(Extracted data entries)

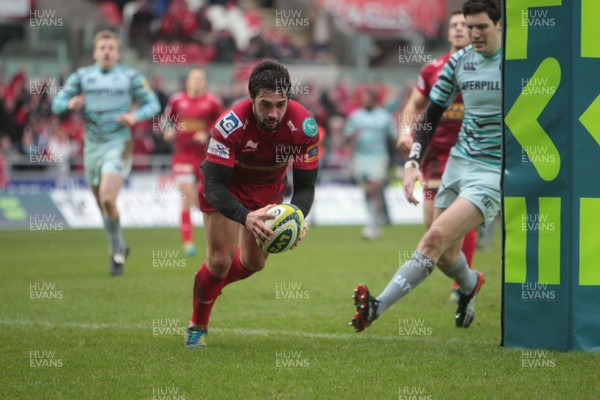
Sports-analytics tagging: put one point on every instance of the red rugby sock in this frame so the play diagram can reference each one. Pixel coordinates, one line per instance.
(237, 271)
(469, 244)
(185, 227)
(207, 288)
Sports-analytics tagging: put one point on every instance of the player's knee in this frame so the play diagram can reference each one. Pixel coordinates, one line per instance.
(447, 260)
(433, 239)
(219, 263)
(253, 264)
(107, 203)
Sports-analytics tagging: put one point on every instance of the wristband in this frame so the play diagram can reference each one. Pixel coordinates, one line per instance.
(411, 164)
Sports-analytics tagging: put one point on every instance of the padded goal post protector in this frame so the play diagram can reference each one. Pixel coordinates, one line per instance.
(551, 175)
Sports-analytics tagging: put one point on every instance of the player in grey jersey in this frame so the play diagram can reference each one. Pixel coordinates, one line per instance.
(104, 92)
(469, 194)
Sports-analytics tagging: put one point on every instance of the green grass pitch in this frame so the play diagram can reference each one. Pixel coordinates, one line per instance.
(69, 331)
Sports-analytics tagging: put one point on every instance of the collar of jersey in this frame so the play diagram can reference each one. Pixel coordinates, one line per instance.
(493, 55)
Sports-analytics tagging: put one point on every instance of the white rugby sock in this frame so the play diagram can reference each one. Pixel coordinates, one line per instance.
(409, 276)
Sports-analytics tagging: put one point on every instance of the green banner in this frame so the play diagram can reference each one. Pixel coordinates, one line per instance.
(551, 185)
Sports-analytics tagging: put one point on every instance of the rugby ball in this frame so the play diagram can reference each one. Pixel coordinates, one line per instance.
(286, 226)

# What you need to do:
Can you write out the entries again, starting with the line that contains "of the white" and going on through the last line, keeping the requests and raising every pixel coordinate in the answers by 12?

# Correct answer:
Sports-analytics tagging: put one point on every instance of the white rugby sock in this frame so the play diagram can reference each one. Pixel coordinates, one line per instance.
(421, 288)
Sports-analytics tagging: put one point on every instance of the green banner in this frame so the play diagram can reference each one. Pixel coordinates, one line per instance.
(563, 197)
Sports-analytics tagging: put one point on every instance of the rugby ball in this frame so the play diagram can reference each one. Pixel coordinates, one line per instance.
(298, 238)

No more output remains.